- _TEXT BLOCK_:

____

In July of 2016, Donald Trump, Jr. met a 42-year-old Russian attorney named Natalia Veselnitskaya who had promised him damaging information about then-candidate Hillary Clinton. One of his father’s contacts, a music publicist named Rob Goldstone, had arranged the meeting as a favor to a client of his, the Azeri real estate developer and pop singer Emin. Goldstone had worked with the Trumps on the 2013 Miss Universe pageant in Moscow. There were other reasons to take the meeting, too: Emin’s father, Aras Agalarov, is the 51st-richest man in Russia and an instrumental figure in the President’s aborted foray into Russian real estate: the Moscow tower he tried—and failed—to erect.
Trump Jr. has said he knew absolutely nothing about Veselnitskaya before their meeting, not even her name. She turned out to use the promise of information that could help his father’s campaign as a pretext to discuss reinstating a popular Russian-American adoption program, according to his version of events. What could be more harmless?

____

- _DATA_:

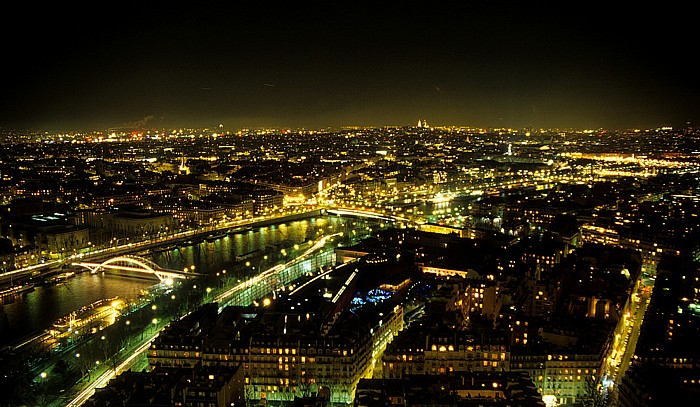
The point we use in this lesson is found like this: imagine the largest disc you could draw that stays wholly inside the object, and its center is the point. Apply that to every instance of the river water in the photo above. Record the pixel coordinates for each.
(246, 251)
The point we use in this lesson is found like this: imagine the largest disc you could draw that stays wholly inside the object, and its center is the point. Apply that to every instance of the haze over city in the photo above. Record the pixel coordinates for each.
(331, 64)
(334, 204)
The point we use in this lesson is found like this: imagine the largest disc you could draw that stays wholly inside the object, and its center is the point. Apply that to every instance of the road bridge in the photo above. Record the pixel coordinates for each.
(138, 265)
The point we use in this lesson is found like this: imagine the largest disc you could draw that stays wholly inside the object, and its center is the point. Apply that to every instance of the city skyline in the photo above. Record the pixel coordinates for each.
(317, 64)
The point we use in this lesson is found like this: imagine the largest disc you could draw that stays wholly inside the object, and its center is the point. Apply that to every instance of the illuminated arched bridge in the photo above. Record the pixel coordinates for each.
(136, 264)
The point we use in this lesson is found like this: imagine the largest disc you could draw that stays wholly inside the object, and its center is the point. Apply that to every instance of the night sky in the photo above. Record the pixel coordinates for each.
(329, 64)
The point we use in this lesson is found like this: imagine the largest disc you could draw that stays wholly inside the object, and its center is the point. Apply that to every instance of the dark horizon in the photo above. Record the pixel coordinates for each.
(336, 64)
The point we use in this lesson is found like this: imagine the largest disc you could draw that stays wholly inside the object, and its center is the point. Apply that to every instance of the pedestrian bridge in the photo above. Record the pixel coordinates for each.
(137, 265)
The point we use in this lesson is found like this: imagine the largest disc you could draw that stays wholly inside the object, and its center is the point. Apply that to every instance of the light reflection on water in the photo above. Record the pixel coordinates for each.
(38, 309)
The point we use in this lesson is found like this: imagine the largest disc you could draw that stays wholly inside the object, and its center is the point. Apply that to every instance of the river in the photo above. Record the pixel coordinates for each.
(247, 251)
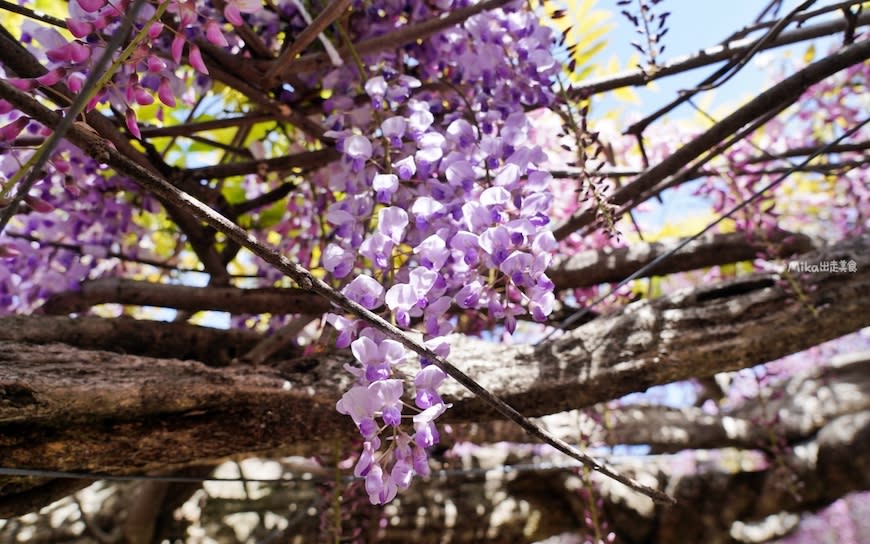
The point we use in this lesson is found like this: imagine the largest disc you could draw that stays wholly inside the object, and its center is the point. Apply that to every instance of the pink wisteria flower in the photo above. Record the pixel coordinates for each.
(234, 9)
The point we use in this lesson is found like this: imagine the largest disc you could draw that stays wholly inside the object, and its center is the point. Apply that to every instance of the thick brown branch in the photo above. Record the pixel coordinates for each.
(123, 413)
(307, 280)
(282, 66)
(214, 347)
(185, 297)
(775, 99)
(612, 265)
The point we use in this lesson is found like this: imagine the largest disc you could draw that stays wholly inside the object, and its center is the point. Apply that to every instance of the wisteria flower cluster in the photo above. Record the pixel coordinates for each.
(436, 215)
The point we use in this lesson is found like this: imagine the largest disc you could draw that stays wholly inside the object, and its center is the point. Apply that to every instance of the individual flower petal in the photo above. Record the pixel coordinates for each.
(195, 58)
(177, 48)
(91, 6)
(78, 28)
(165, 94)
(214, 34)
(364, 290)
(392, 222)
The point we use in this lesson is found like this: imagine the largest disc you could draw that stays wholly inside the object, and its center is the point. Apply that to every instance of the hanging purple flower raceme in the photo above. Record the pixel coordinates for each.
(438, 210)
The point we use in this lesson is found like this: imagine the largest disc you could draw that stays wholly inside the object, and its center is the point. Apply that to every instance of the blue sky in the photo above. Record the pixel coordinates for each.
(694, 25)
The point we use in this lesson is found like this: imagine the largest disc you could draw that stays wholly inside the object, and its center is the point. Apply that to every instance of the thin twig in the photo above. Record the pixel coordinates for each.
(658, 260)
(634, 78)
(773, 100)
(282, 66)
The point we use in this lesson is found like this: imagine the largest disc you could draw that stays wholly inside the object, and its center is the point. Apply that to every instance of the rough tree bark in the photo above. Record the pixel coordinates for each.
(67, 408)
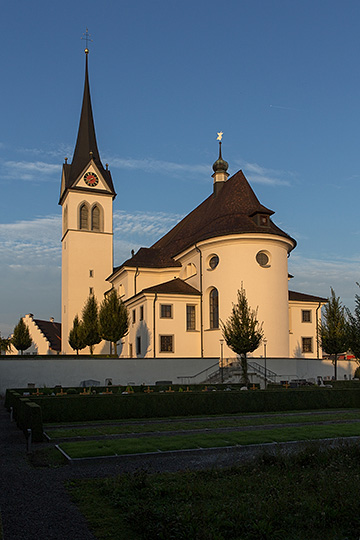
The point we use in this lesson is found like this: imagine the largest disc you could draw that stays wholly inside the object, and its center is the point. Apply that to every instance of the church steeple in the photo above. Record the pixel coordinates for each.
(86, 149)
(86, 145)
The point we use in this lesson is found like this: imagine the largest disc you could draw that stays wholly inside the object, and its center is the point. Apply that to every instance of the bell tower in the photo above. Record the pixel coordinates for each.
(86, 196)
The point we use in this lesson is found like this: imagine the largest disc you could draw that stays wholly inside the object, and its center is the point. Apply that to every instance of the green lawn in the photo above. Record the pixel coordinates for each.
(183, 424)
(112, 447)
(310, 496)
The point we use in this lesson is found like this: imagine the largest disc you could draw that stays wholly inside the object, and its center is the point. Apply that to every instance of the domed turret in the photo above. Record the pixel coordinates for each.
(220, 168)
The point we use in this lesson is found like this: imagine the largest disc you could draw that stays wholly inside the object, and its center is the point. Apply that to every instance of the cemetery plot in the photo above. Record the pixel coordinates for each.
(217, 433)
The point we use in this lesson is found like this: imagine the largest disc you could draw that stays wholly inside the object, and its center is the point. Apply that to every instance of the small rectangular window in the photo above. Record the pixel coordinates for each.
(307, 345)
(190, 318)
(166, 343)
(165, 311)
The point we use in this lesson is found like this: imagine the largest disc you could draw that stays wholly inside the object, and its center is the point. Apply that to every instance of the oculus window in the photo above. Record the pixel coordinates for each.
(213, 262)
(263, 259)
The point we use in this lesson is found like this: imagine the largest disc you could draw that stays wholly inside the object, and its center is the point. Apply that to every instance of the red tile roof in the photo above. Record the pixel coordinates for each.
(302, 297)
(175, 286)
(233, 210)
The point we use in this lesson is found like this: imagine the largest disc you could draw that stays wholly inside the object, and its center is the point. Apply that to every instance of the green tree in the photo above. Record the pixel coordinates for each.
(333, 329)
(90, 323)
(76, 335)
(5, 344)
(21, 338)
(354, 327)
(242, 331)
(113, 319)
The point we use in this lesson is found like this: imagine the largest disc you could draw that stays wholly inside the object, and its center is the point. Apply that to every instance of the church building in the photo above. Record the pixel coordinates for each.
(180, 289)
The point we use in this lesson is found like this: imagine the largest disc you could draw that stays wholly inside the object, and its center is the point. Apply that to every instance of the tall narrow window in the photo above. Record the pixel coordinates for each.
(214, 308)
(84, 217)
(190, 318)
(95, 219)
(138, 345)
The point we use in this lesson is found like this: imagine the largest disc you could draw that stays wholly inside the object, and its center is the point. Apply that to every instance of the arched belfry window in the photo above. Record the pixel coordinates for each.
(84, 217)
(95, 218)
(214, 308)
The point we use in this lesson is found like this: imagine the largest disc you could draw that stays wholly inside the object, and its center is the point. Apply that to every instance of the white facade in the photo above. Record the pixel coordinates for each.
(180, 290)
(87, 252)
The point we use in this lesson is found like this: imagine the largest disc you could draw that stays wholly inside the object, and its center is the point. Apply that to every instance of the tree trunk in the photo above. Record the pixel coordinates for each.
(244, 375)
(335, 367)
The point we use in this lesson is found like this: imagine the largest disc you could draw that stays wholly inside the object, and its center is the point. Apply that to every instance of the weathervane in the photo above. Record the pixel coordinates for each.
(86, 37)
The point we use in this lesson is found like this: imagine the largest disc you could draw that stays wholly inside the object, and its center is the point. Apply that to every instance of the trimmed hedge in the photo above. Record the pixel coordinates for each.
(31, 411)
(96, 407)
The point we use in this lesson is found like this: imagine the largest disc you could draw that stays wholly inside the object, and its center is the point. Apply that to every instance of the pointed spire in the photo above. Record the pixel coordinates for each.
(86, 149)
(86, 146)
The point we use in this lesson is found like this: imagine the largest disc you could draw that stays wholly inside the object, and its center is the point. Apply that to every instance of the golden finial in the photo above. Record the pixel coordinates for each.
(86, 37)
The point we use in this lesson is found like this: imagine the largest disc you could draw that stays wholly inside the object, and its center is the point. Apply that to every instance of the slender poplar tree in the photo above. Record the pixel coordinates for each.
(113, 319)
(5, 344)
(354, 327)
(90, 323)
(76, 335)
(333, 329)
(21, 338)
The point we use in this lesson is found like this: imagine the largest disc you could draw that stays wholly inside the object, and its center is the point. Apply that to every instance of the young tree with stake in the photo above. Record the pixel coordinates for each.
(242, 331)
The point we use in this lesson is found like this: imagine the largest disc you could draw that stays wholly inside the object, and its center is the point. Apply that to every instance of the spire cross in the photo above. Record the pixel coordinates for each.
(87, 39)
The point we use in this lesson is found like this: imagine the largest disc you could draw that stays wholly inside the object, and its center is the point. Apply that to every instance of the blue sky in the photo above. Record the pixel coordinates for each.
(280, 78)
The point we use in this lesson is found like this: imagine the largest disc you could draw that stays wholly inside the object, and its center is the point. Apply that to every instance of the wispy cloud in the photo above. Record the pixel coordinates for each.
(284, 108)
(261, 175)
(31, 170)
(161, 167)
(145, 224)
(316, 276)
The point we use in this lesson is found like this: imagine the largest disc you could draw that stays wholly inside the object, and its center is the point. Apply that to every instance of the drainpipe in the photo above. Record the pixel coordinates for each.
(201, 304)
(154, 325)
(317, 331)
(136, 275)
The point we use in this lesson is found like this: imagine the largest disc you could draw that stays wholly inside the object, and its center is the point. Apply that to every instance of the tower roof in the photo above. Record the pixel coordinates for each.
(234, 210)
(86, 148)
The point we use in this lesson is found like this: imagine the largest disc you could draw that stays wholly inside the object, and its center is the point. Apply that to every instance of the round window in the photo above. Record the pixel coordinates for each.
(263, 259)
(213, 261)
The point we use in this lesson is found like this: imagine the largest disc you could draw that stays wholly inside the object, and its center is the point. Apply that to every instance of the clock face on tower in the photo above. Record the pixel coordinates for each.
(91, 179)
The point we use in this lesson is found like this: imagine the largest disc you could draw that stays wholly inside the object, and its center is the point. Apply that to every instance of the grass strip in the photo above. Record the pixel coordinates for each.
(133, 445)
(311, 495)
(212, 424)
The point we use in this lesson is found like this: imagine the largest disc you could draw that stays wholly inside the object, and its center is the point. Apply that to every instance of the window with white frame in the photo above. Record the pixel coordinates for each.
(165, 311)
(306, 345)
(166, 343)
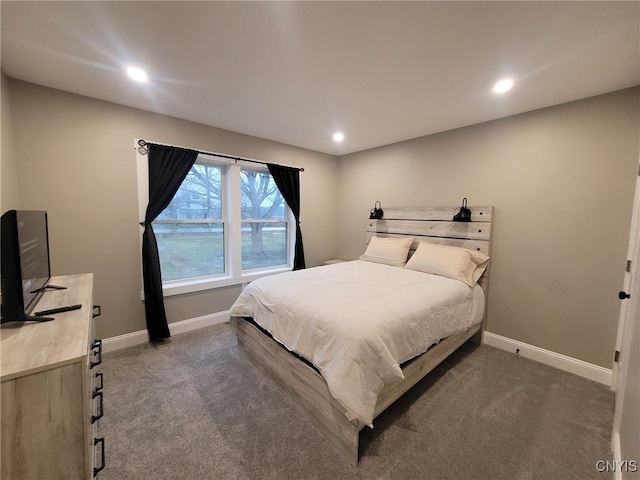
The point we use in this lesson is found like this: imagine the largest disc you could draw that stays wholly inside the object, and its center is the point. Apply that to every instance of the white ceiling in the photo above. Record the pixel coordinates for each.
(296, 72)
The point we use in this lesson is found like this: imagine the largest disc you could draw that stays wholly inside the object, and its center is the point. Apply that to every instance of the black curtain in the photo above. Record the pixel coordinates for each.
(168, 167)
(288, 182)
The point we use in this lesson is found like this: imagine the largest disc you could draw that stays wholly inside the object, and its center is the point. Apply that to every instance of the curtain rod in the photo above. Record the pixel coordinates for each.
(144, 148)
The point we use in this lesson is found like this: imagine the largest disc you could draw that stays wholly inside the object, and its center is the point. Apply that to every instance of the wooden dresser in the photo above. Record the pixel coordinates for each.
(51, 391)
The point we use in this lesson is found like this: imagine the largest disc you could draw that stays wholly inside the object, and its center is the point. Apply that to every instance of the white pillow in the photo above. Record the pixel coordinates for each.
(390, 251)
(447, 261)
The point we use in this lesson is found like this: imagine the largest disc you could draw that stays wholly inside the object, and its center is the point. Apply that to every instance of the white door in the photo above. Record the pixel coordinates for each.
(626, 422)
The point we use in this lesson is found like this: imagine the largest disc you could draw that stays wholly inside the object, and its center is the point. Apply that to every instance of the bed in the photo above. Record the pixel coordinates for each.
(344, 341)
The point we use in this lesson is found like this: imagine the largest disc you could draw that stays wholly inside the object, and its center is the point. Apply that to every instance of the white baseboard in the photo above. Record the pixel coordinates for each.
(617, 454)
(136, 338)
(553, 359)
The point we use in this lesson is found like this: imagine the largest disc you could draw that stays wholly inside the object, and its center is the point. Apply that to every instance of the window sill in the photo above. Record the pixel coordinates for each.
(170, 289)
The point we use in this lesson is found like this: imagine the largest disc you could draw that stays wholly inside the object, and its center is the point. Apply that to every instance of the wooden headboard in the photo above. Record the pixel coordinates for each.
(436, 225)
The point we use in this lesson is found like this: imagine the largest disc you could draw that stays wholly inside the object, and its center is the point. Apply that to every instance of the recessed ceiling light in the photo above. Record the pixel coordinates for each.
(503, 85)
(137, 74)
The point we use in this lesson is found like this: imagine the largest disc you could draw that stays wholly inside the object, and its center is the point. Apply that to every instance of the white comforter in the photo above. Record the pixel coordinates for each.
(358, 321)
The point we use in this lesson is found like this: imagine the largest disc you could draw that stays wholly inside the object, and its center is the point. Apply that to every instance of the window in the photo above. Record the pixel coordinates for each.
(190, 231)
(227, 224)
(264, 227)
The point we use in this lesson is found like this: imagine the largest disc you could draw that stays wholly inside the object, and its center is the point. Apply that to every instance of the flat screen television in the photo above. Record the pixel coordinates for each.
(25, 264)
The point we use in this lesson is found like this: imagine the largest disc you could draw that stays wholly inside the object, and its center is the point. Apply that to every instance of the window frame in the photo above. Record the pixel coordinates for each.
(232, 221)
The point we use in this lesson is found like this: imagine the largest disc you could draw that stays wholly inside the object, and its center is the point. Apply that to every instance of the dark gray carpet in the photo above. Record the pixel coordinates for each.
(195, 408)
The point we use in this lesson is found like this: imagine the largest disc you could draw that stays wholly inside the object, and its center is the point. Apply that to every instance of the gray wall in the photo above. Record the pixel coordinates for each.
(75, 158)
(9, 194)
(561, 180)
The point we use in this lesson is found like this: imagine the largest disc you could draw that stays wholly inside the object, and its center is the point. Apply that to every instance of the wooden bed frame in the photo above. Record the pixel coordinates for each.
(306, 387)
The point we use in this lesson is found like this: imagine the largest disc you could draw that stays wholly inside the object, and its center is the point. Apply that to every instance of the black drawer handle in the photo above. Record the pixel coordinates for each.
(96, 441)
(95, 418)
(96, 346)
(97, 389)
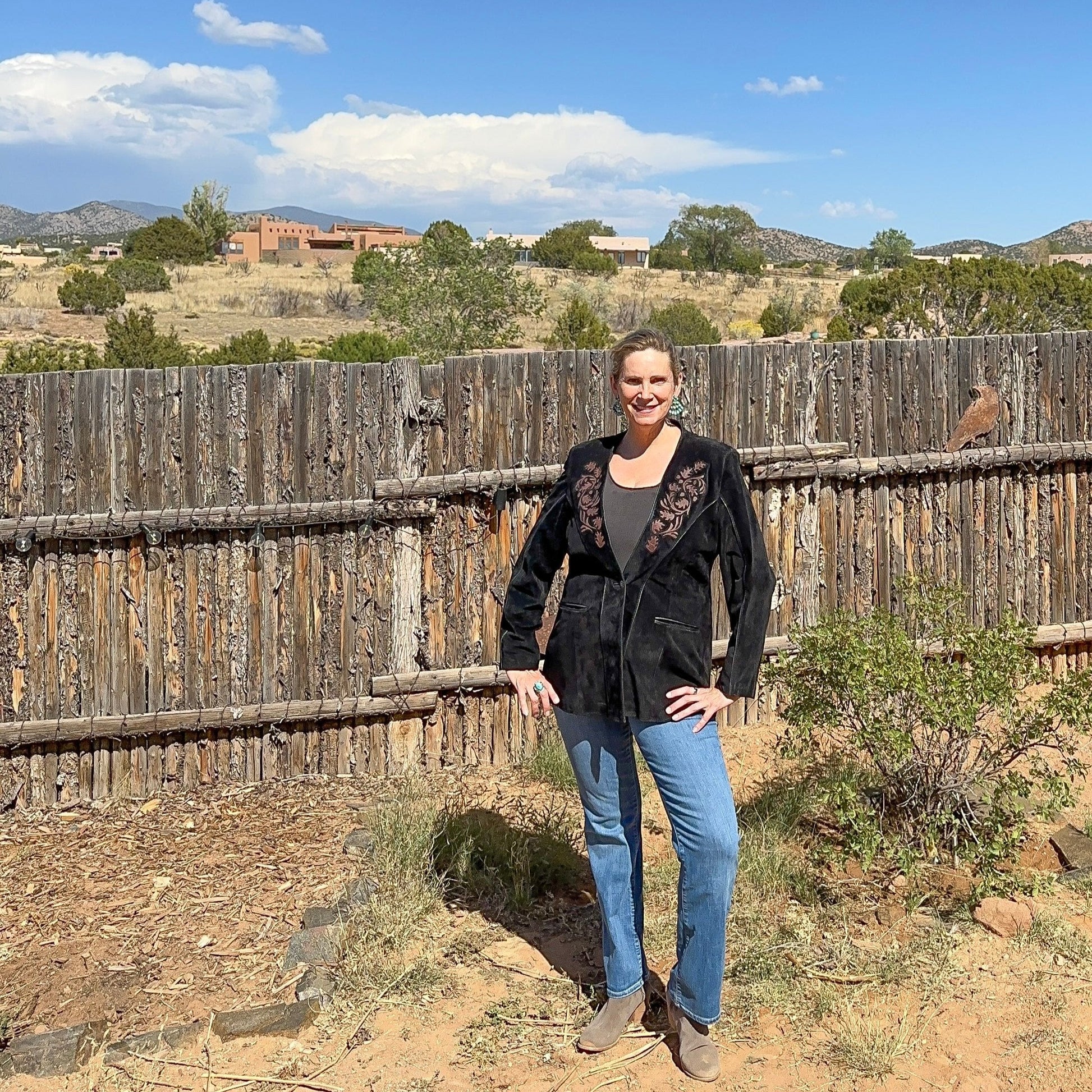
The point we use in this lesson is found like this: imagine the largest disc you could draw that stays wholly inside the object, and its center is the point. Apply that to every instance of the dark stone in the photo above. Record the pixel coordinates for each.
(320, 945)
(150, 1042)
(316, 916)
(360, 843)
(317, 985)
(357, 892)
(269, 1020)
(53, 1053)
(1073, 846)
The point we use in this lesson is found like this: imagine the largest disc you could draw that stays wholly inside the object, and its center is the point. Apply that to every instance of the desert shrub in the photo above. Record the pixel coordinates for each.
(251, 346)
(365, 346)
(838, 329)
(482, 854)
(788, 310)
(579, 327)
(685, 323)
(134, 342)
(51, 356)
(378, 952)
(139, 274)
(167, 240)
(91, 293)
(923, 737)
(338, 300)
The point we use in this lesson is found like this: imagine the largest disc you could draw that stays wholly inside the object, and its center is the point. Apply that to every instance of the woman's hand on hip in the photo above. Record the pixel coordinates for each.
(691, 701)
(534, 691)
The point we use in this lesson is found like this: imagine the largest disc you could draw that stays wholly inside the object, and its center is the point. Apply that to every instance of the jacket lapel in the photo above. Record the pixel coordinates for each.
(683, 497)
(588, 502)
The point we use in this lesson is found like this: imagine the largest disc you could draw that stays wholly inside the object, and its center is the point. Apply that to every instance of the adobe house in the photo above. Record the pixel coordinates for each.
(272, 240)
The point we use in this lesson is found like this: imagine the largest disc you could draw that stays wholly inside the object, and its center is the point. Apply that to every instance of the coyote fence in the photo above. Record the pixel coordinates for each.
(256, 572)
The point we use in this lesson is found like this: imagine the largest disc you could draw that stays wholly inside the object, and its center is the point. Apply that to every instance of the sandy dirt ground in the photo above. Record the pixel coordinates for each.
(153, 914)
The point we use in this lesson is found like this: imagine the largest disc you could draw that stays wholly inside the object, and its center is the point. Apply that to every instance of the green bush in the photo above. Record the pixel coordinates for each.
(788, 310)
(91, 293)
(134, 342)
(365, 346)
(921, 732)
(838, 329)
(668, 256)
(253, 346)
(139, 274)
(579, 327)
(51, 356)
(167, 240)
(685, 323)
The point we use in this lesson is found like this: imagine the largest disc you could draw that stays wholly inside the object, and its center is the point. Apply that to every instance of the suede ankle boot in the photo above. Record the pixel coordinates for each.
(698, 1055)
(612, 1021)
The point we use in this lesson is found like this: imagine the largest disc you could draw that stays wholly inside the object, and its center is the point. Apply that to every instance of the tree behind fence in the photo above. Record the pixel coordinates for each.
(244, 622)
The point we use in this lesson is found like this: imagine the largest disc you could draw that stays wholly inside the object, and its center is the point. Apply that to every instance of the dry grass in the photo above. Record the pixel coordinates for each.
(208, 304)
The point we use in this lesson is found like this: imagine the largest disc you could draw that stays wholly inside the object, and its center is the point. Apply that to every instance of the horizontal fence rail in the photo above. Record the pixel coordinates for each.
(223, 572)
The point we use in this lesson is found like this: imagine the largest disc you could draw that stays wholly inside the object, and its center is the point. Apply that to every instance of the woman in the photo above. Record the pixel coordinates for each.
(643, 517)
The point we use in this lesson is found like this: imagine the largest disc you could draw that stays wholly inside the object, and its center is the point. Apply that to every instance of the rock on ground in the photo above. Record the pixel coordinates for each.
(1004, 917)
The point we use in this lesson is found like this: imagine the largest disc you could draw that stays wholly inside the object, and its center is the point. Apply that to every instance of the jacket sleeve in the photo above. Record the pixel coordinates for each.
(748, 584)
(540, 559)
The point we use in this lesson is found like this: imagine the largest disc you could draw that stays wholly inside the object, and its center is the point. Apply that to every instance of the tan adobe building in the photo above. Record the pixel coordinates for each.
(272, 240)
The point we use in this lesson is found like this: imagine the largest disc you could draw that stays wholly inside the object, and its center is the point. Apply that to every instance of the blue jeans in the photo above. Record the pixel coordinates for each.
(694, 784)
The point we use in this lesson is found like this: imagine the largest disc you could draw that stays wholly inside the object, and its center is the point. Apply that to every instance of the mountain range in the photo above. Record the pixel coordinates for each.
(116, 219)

____

- _EXERCISE OBJECTIVE_:
Translate this sentence from the passage about Donald Trump, Jr.'s 2016 meeting with Natalia Veselnitskaya into Spanish: "Goldstone had worked with the Trumps on the 2013 Miss Universe pageant in Moscow."

- _THE ANSWER_:
Goldstone había trabajado con los Trump en el certamen de Miss Universo 2013 en Moscú.